§ Text block
****************************************

Cape. The cape is a double layer of cloth (all the cloth is a stretch denim), sewn at the edges. One layer looked too transparent. It’s heavy, but that feels right.


In terms of color for both cloth and paint, I was going for a pure white, non-weathered/shaded look, as it looks in the comic, where the white is stark, unshaded white in high contrast to the background.

I looked at a bunch of cape shapes and sizes. His spreads out like a half-circle in some places, but is more straight in other pics. I decided the half circle would be too much when it was hanging down, and went for essentially a rectangular shape, with some cut off at the end and in the center. I basically just put it on and pinned it where it looked like it should be cut to get the look I wanted. I used a latch my wife already had to connect the ends, and then visually covered that by putting a tie string in front of it. The latch worked very well to hold it together.


The cape drags on the ground by several inches, which is intentional and matches the comic. It does mean the ends of the cape are getting a lot of weathering.

Bicep rings. These are made of heat-bent Sintra. I used a Dremel to make the vertical score lines. They ended up being slightly too large, so I padded them by gluing some foam, covered by the same fabric used in the rest of the costume, inside. They’re spray painted. The Sintra color was fine, but I needed to fix some bumps and holes with Bondo, so I painted them.


Forearm and calf bones, and wraps. He has a set of three humerus-style bones strapped onto each of his forearms and calves. These bones are clearly too small for human bones, so I decided to just sculpt them myself instead of trying to exactly replicate some real kind of bone. I used a single sheet of insulation foam and cut out a basic bone shape using a bandsaw. Then I sculpted them using a Dremel, and sanded them. Then I coated them with multiple layers of glue, then spray rubber dip, and finally spray paint. This is the priming/painting process I used throughout the costume unless otherwise noted. The use of both glue and rubber dip is because I have found that spray rubber dip and SOME spray paints will chemically eat away at insulation foam, leaving a hugely pitted surface. The glue protects the foam from the spray dip or spray paint. I also like using both glue and rubber dip in order to not only make it smoother, but also stronger. My experience so far is that with multiple coats of both, the insulation foam does not break or get indentations as long as it is not actively smacked around.

****************************************

§ Dataset section
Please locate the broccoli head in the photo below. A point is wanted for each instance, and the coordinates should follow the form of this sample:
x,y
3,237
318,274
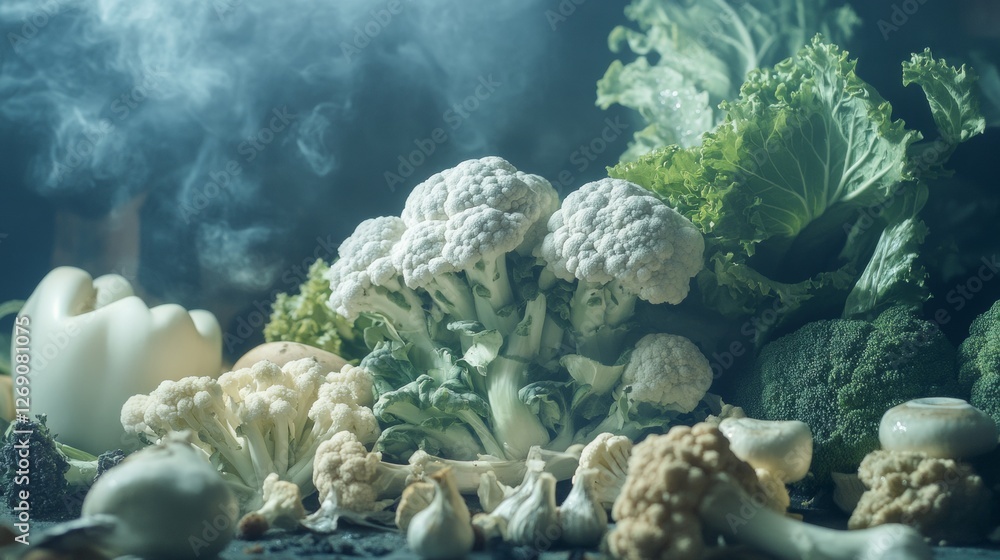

****************************************

§ Task requirements
a – List the part headings that open the sections of the costume-build text.
b – From the costume-build text, return the passage that begins at the words "I looked at" and stops after "hold it together.".
c – Take the costume-build text further, writing on from its last sentence.
The data can be set aside; nothing here depends on them.

§ Task-by-task answers
a –
Cape
Bicep rings
Forearm and calf bones, and wraps

b –
I looked at a bunch of cape shapes and sizes. His spreads out like a half-circle in some places, but is more straight in other pics. I decided the half circle would be too much when it was hanging down, and went for essentially a rectangular shape, with some cut off at the end and in the center. I basically just put it on and pinned it where it looked like it should be cut to get the look I wanted. I used a latch my wife already had to connect the ends, and then visually covered that by putting a tie string in front of it. The latch worked very well to hold it together.

c –
Seen with black rubber dip, below:


The bones are then attached to each other in groups of three by wrapping them together with a thin strip of cloth, which was glued to the bones and to its own ends. I have found that Elmer’s Craft Bond works best for me as a fabric glue.


When I put on the costume, I attach the bone groups to my arms and legs using a second strip of cloth (after putting on my pants and shirt). This wrap is just tightly wrapped around the bones and my limb, and is attached to itself using some Velcro.

Note, I used the industrial sticky Velcro, but it doesn’t stick super-well to fabric, so I also riveted the inside Velcro to the fabric, and sewed it on as well. I need to start using some other Velcro, I have not been happy with its stickiness. Any thoughts on Velcro attachment from anyone? Sew it on, glue it on, use the iron-on?

Rib armor. These are made of floor mat foam (one layer). I cut them out individually, shaped them with a dremel, and glued/rubber dipped them as above, although in this case I hand-painted them with acrylics instead of spray paint since the ribs bend while being worn, and I didn’t want the paint to crack. This seemed to work, I haven’t hand-painted flexible foam before.

Then I attached them to each other at the back using a craftfoam hinge that’s glued on the inside. (This is not visible in general, but especially because of the cape.) They are then tied together using a couple fabric straps, as seen in the costume. But then I also put some more craftfoam strips glued on the inside to really hold them firm. The tips are heat-bent outward slightly to mimic the drawing, although perhaps a bit more than they need to be. I attached them to the shirt with Velcro; it is now pulling off the back of the foam so that needs to be fixed, but generally speaking it worked. I have added more Velcro to better fix the curve over multiple wearings. I was shockingly happy with how they came out, I have not used floor-mat foam much.

Front and then back:



Abdomen armor. The same as above—floor mat foam, hand-painted—but this is supposed to be wood, so I carved wood grain into it. It attaches to the costume via Velcro (which worked fine here), but it is also held in place with the belt.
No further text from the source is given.